__Task objective__:
What follows is a block of records; restate each one word for word.
"""
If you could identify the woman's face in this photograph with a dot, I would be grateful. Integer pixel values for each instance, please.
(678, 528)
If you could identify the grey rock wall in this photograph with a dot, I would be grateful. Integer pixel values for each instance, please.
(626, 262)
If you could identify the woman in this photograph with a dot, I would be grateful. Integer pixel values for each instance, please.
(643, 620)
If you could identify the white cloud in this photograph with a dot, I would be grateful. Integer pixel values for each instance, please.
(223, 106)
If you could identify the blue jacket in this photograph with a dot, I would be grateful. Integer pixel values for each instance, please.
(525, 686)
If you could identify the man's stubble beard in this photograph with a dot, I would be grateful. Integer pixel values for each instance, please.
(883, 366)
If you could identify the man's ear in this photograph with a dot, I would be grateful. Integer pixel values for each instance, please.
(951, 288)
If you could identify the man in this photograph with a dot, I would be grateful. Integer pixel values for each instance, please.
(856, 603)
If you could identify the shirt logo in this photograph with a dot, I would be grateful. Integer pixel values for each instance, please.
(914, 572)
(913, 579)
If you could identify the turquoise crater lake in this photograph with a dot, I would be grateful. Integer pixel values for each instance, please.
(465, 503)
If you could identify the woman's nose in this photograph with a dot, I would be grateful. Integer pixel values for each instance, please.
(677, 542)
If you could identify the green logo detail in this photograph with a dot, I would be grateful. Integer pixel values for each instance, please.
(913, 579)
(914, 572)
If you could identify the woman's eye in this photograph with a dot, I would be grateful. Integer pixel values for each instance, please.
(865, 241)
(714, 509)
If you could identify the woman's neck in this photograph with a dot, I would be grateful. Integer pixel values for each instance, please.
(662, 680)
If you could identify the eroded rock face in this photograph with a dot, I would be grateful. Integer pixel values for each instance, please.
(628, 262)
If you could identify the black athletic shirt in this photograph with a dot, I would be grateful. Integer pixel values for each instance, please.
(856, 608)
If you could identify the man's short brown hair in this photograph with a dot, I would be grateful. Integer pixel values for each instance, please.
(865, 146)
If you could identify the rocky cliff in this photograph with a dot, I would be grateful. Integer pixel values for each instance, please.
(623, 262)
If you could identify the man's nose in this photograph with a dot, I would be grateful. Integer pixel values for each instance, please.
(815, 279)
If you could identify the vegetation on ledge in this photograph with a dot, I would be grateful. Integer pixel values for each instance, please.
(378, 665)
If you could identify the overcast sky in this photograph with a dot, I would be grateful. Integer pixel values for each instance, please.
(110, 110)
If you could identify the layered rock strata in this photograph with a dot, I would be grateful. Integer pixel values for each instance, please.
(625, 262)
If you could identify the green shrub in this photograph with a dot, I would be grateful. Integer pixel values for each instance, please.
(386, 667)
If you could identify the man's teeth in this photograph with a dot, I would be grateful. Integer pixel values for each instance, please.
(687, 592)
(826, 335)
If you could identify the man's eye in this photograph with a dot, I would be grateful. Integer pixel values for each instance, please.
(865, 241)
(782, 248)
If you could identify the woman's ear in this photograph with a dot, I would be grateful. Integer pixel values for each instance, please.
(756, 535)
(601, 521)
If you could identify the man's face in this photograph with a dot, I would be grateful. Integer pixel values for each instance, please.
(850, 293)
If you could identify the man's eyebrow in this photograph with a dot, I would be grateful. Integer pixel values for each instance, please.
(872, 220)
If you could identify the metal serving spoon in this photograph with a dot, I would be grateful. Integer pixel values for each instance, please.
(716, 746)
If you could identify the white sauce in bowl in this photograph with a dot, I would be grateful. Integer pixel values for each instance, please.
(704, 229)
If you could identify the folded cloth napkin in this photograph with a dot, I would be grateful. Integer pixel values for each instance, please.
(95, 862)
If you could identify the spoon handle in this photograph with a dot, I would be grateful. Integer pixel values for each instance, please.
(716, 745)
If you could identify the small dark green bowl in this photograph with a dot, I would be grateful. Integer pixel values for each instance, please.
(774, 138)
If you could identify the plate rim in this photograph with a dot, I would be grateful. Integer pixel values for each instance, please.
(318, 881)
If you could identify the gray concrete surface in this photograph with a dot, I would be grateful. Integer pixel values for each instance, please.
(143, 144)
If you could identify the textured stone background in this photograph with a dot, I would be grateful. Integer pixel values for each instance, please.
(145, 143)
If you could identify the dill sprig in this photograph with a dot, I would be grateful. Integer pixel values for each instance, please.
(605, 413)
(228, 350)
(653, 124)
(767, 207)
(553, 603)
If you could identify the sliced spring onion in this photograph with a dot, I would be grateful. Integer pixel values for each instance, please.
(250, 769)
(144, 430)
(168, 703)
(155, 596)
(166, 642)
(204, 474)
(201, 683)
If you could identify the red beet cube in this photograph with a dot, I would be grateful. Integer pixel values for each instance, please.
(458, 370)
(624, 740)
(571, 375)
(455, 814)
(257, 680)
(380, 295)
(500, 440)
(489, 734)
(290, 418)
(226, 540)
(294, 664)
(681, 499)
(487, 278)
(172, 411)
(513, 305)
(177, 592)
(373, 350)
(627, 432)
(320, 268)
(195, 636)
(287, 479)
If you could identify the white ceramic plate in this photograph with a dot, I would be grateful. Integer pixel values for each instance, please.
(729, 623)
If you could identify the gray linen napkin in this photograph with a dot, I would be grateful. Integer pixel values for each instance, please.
"""
__Output of the exercise__:
If you could identify the woman's face in this photograph with a dot, I would be grateful. Integer pixel values for each instance, please.
(678, 528)
If you could identify the grey rock wall in this photograph with a dot, I would be grateful. Integer pixel values for each instance, please.
(626, 262)
If you could identify the woman in this photograph with a dot, I would be grateful. Integer pixel values for each instance, please.
(643, 620)
If you could identify the white cloud in this photograph with a dot, I would be grateful. Integer pixel values for each instance, please.
(223, 106)
If you could identify the blue jacket in this photograph with a dot, I would be grateful. Integer pixel values for each instance, please.
(525, 686)
If you could identify the man's stubble beard in this photograph with a dot, I would be grateful. Integer pixel values for each instance, please.
(883, 366)
If you could identify the man's ear in this photograph with a dot, I would be grateful. Integer pixel values for each instance, please.
(951, 288)
If you could identify the man in this photograph with a dot, I would be grateful. Integer pixel values for each instance, please.
(856, 603)
If you could identify the shirt logo in this photograph with a dot, I would be grateful. Integer pixel values for each instance, please.
(914, 572)
(913, 579)
If you could identify the turquoise crater lake in this photograph with a dot, I would be grateful. Integer pixel values for each instance, please.
(465, 503)
If you could identify the woman's nose in this photograph with a dot, I would be grateful. Integer pixel values for each instance, please.
(677, 542)
If you could identify the green logo detail in this photograph with a dot, I would be grateful. Integer pixel values for each instance, please.
(913, 579)
(914, 572)
If you could identify the woman's eye in this photograph with a dot, I would be grateful. Integer pixel values for each instance, please.
(865, 241)
(714, 509)
If you could identify the woman's neck in this photograph with a dot, I would be grateful. Integer pixel values for each instance, please.
(662, 680)
If you could identify the eroded rock face in this photograph with a dot, I would be grateful. Integer pixel values for each instance, please.
(628, 262)
If you could identify the black athletic shirt in this photograph with a dot, I would be grateful. Integer pixel values for each instance, please.
(856, 608)
If you could identify the man's short brown hair in this photograph with a dot, I would be grateful. Integer pixel values for each instance, please.
(865, 146)
If you could identify the rocky cliff in this photograph with a dot, I would be grateful. Integer pixel values for each instance, please.
(623, 262)
If you could identify the man's nose in this photograph with a dot, I would be grateful. Integer pixel values for each instance, please.
(815, 279)
If you could identify the vegetation on ledge in this photograph with a dot, I would be grateful. Integer pixel values for each instance, please.
(378, 665)
If you could identify the overcast sky in this photograph with a dot, I would be grateful. Integer pixel values for each instance, please.
(110, 110)
If you could identify the layered rock strata in this photograph with a dot, I would be grateful. Integer pixel values for each instance, please.
(625, 262)
If you could identify the green shrub in this photograph with a dot, I would be grateful. Integer pixel values for each instance, please.
(386, 667)
If you could identify the man's teeth in this photograph with a dot, I would be grateful. Integer pixel values for each instance, please.
(687, 592)
(826, 335)
If you could identify the man's eye in this photograph with a dot, I would be grateful. Integer pixel values for each instance, please.
(865, 241)
(782, 248)
If you could identify the woman's ear in this photograph with a dot, I would be grateful. Integer pixel values for each instance, please.
(756, 535)
(601, 521)
If you could identify the man's face in this photograph with a dot, I would be grateful. Integer pixel values for each instance, please.
(850, 293)
If you could identify the man's eyebrow in this photograph with a dot, I would be grateful. Integer pixel values for each instance, please.
(872, 220)
If you could identify the metal serving spoon in this photograph with a dot, I would be grateful. Integer pixel values for each instance, please.
(716, 746)
If you could identify the white sauce in bowl in this photograph with a dot, I would be grateful. Integer pixel values for each instance, please.
(704, 229)
If you could identify the folded cloth napkin in this photograph with a dot, I would be grateful. Integer pixel values for each instance, please.
(95, 862)
If you could identify the spoon handle in this photograph with a dot, I would be grateful. Integer pixel values for each instance, please.
(716, 745)
If you could identify the small dark green bowl in this photograph with a dot, I would be grateful. Integer pixel values for each instance, please.
(774, 138)
If you could identify the plate rim in this photograph with a dot, I would be grateful. Integer pixel values for each instance, please.
(318, 881)
If you could identify the gray concrete surface in this photograph with a dot, I would be grateful. Integer pixel values for each instance, please.
(143, 144)
If you could identify the textured stone background in this photograph with a dot, I would be grateful. Integer pixel values for each instance, please.
(145, 143)
If you could identify the dill sprig in this photograph with a dot, I would be grateful. Integer pixel values for each instance, please.
(605, 413)
(228, 350)
(653, 124)
(767, 207)
(553, 603)
If you could identify the sliced spring onion in this photograph with a dot, I would be grateful. Integer pixel values for each instance, please.
(250, 769)
(144, 430)
(168, 703)
(155, 596)
(166, 642)
(204, 474)
(201, 683)
If you could identify the red beet cube in this photograph with a dot, I would be grateful. Integer pixel values for each instance, please.
(458, 370)
(624, 740)
(571, 375)
(455, 814)
(257, 680)
(380, 295)
(500, 440)
(489, 734)
(290, 418)
(226, 540)
(294, 664)
(681, 499)
(487, 278)
(172, 411)
(513, 305)
(177, 592)
(373, 350)
(627, 432)
(320, 268)
(195, 636)
(287, 479)
If you could identify the white ceramic plate in this photograph with a dot, I would be grateful. Integer pixel values for each instance, please.
(729, 623)
If you could identify the gray linen napkin in this photograph with a dot, I would be grateful. Integer pixel values for each instance, please.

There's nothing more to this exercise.